| Source extract |

# Do your cats have eye expressions?



## Straysmommy (Dec 23, 2010)

Can you tell what they're thinking, feeling through their eyes as well as the rest of a cat's typical body language?


----------



## saitenyo (Nov 28, 2010)

I sometimes like to think I can, but I'm not sure how accurate my assumptions are or if I'm attributing too many human characteristics to cat behavior. 

Apollo often has really wide eyes, like he's constantly surprised by his surroundings. He seems like he finds the world constantly fascinating and startling. Like he's thinking, "Omg! What is that? What was that noise? What is all this stuff?!" His most common expression is this:








or this:









On the rare occasions he's being calm, he has this squinty look. He always looks very self-assured when he does this. I consider it his, "You will do exactly what I want now," or "Don't bother me, I'm busy" look.

















Athena has a few different expressions.

This is what we call her "Wise and Serious Cat" face:









Her "Omg there are crazy exciting things going on!" face:









Her "please feed or pet me because I am so cute," face:









Her "Nom! This is my prey!" face (she makes this same face whenever she is attacking her toys):









Her "I am busy, I need to focus, don't bother me," face (she will just sit like this for up to 15 minutes if she finds something fascinating):









We also joke that she's kind of snooty and considers everyone else in this household to be a bit silly, because she often looks somewhat annoyed. I call these her, "You are all absurd," or "I am surrounded by idiots," faces.


----------



## Goldtanker (Jan 9, 2011)

Midnight, the wild cat, always seems to have the same, sort of squinting, piercing stare, no matter what his state. I have to judge him more by body language. He is much more docile/relaxed now than he was a year ago as the mutual trust develops between us. When he is up on the high cabinet in the garage - headbutts are in order!

[Saved data entries]
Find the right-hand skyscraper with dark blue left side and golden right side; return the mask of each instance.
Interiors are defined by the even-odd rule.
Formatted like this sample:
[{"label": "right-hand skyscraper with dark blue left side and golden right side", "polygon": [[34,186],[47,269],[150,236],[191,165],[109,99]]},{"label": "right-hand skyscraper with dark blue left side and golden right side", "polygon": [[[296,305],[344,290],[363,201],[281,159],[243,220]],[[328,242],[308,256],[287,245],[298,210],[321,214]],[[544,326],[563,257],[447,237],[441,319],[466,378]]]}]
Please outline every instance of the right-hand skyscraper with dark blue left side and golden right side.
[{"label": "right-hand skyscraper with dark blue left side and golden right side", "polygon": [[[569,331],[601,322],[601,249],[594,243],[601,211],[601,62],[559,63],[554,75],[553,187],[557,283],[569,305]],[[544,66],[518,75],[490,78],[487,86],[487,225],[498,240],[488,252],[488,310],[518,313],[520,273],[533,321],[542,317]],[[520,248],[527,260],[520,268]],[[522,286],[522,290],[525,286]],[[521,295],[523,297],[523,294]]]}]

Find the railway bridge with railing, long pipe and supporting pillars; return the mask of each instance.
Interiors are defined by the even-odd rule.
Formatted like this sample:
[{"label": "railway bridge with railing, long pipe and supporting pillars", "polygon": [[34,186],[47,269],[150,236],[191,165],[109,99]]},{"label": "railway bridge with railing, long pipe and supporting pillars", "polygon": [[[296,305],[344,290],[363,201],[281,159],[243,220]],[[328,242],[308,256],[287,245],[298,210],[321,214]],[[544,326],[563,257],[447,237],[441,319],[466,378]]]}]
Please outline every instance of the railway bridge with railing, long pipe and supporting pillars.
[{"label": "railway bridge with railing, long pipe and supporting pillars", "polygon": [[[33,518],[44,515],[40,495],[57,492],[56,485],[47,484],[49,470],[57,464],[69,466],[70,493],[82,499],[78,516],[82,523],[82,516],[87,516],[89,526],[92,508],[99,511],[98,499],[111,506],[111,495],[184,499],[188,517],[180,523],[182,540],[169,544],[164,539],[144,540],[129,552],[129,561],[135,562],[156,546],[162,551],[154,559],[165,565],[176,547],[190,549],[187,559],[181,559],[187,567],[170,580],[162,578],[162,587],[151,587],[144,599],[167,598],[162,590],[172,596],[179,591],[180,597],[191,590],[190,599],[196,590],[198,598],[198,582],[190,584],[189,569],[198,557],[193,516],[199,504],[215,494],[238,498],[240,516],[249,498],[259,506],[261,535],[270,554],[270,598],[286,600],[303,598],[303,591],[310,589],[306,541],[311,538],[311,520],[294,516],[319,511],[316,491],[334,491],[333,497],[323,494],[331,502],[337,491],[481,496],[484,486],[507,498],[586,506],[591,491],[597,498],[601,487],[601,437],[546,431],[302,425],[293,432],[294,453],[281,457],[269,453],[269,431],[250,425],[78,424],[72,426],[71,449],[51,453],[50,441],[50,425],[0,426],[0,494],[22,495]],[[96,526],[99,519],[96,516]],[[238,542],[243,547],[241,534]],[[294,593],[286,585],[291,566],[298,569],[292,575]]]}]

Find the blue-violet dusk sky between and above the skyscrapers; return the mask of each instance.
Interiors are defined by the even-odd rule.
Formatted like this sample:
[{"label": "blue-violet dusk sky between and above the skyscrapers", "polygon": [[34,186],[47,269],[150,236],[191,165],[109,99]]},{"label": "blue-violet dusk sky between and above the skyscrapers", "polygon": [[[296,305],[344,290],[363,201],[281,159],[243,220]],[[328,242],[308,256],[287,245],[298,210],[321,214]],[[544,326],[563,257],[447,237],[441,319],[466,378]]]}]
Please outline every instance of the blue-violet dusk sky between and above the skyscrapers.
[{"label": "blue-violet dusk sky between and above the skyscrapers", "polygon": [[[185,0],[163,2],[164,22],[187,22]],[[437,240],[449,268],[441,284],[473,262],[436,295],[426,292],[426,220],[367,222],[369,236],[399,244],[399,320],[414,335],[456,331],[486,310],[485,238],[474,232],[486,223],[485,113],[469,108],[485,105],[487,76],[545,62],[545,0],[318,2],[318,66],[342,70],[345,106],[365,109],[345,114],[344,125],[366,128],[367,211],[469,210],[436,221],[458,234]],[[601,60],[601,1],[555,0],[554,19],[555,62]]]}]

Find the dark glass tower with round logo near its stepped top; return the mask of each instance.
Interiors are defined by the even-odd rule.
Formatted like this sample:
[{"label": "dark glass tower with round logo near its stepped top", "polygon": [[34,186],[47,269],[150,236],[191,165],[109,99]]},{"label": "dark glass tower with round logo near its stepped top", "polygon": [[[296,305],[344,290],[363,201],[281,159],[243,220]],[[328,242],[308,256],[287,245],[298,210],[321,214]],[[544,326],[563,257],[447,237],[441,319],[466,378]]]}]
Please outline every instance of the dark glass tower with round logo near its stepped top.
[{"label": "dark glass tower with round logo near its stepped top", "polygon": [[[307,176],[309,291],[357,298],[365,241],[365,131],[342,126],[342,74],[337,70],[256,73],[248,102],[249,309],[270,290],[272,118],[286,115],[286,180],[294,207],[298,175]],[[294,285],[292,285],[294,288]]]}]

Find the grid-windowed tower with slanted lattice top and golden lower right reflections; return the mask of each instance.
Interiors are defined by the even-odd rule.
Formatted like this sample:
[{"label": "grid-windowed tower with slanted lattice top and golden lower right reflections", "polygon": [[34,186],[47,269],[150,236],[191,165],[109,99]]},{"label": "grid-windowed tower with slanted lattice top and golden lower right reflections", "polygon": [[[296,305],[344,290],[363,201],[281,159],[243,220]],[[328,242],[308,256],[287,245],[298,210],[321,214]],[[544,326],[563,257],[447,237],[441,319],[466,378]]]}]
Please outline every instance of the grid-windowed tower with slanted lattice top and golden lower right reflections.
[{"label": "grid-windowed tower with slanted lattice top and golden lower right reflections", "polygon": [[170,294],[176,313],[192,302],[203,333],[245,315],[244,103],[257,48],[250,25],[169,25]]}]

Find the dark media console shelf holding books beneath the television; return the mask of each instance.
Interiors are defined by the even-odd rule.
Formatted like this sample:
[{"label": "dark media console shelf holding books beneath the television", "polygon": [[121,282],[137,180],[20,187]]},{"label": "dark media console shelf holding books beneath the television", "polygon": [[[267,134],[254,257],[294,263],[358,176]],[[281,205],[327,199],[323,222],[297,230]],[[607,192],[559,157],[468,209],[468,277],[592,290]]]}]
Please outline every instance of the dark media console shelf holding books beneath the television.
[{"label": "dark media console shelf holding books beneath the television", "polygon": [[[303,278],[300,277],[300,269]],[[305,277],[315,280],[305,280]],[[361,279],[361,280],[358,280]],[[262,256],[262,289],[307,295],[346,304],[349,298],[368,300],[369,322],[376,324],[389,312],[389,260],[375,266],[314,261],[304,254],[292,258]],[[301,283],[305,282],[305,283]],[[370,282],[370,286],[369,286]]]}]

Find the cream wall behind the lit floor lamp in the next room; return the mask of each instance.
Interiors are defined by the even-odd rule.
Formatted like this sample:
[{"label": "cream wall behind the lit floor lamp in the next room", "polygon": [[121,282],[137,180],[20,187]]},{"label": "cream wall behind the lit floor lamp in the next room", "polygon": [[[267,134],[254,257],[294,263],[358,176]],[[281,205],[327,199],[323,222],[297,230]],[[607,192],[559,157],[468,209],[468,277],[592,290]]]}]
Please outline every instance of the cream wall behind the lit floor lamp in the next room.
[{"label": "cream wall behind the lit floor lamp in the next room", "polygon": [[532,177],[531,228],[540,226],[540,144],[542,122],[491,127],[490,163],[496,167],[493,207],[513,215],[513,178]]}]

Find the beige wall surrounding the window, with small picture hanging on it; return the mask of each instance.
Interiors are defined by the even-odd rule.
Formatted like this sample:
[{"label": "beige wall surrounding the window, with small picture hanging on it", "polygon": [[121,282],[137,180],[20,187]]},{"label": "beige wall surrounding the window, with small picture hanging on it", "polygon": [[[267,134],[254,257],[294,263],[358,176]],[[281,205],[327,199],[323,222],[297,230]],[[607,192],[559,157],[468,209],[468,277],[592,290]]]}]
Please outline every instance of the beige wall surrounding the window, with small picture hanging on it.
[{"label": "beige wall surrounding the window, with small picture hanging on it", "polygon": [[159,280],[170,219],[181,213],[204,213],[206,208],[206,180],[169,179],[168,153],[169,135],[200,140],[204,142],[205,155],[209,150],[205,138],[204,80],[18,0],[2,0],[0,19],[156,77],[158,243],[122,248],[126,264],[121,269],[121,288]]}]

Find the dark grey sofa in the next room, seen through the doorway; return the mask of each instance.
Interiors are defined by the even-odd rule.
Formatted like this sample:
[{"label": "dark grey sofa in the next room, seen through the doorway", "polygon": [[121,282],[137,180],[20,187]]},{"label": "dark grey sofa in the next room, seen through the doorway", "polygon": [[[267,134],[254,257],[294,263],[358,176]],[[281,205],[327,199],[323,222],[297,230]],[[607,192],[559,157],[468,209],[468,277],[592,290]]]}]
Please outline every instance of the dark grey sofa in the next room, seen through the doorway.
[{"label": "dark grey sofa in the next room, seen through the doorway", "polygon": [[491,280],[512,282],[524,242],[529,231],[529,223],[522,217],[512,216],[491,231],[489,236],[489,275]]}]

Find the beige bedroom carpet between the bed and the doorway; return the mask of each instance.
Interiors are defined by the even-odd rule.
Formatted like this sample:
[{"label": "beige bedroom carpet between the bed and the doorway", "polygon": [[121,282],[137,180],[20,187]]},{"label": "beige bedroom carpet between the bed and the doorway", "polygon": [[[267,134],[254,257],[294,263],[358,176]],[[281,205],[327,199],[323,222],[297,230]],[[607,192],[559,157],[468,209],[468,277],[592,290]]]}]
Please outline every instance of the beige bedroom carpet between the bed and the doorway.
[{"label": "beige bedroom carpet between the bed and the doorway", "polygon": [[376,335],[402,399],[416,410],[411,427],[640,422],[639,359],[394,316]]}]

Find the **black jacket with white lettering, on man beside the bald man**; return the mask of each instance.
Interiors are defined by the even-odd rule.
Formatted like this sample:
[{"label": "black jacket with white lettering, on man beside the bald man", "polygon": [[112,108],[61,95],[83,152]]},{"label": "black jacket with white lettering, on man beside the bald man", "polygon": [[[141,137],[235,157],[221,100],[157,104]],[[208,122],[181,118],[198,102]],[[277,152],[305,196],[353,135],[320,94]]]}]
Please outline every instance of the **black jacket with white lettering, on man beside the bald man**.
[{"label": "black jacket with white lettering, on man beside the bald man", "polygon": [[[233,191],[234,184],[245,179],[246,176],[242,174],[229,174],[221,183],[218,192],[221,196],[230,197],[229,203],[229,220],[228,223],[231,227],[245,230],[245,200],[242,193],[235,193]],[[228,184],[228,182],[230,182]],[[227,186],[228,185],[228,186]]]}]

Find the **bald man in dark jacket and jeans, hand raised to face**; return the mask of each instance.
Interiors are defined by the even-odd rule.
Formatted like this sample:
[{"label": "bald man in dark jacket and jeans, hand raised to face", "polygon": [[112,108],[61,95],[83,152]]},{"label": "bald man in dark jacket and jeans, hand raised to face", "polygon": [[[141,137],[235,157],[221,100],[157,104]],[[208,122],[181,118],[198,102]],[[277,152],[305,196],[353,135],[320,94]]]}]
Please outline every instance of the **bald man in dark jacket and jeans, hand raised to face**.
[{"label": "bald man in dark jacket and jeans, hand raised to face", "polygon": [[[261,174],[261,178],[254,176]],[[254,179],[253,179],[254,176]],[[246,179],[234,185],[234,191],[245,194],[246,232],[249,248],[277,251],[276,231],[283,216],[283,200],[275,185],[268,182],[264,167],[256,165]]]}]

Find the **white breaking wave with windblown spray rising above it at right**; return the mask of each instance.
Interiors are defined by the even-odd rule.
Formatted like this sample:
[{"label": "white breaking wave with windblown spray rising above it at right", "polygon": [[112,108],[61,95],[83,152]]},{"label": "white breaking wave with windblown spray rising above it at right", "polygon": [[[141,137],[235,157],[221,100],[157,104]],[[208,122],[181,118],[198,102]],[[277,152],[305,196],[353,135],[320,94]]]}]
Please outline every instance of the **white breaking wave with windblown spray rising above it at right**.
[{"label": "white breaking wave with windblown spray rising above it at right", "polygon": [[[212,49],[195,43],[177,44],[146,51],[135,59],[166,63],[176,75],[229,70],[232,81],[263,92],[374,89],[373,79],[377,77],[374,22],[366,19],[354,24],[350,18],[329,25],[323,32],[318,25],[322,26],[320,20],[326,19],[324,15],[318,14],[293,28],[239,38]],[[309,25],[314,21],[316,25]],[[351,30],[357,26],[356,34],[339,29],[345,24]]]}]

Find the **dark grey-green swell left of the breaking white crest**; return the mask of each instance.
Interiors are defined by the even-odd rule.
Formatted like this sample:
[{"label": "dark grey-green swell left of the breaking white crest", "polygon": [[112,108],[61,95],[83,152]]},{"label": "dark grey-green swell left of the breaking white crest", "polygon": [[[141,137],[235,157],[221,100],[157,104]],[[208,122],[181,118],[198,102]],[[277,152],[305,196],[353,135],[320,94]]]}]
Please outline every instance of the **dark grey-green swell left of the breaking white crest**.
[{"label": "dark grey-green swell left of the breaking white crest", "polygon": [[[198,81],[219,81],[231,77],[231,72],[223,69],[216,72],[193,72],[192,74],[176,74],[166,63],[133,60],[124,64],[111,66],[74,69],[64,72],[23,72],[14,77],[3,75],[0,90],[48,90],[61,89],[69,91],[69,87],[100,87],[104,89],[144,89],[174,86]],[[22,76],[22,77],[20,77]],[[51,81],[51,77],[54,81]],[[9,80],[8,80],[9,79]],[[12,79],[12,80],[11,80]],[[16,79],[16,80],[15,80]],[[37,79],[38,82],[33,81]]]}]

| To do |
Write out the whole forum thread above on cats' eye expressions again, word for word.

| Expected answer |
# Do your cats have eye expressions?



## Straysmommy (Dec 23, 2010)

Can you tell what they're thinking, feeling through their eyes as well as the rest of a cat's typical body language?


----------



## saitenyo (Nov 28, 2010)

I sometimes like to think I can, but I'm not sure how accurate my assumptions are or if I'm attributing too many human characteristics to cat behavior. 

Apollo often has really wide eyes, like he's constantly surprised by his surroundings. He seems like he finds the world constantly fascinating and startling. Like he's thinking, "Omg! What is that? What was that noise? What is all this stuff?!" His most common expression is this:








or this:









On the rare occasions he's being calm, he has this squinty look. He always looks very self-assured when he does this. I consider it his, "You will do exactly what I want now," or "Don't bother me, I'm busy" look.

















Athena has a few different expressions.

This is what we call her "Wise and Serious Cat" face:









Her "Omg there are crazy exciting things going on!" face:









Her "please feed or pet me because I am so cute," face:









Her "Nom! This is my prey!" face (she makes this same face whenever she is attacking her toys):









Her "I am busy, I need to focus, don't bother me," face (she will just sit like this for up to 15 minutes if she finds something fascinating):









We also joke that she's kind of snooty and considers everyone else in this household to be a bit silly, because she often looks somewhat annoyed. I call these her, "You are all absurd," or "I am surrounded by idiots," faces.


----------



## Goldtanker (Jan 9, 2011)

Midnight, the wild cat, always seems to have the same, sort of squinting, piercing stare, no matter what his state. I have to judge him more by body language. He is much more docile/relaxed now than he was a year ago as the mutual trust develops between us. When he is up on the high cabinet in the garage - headbutts are in order!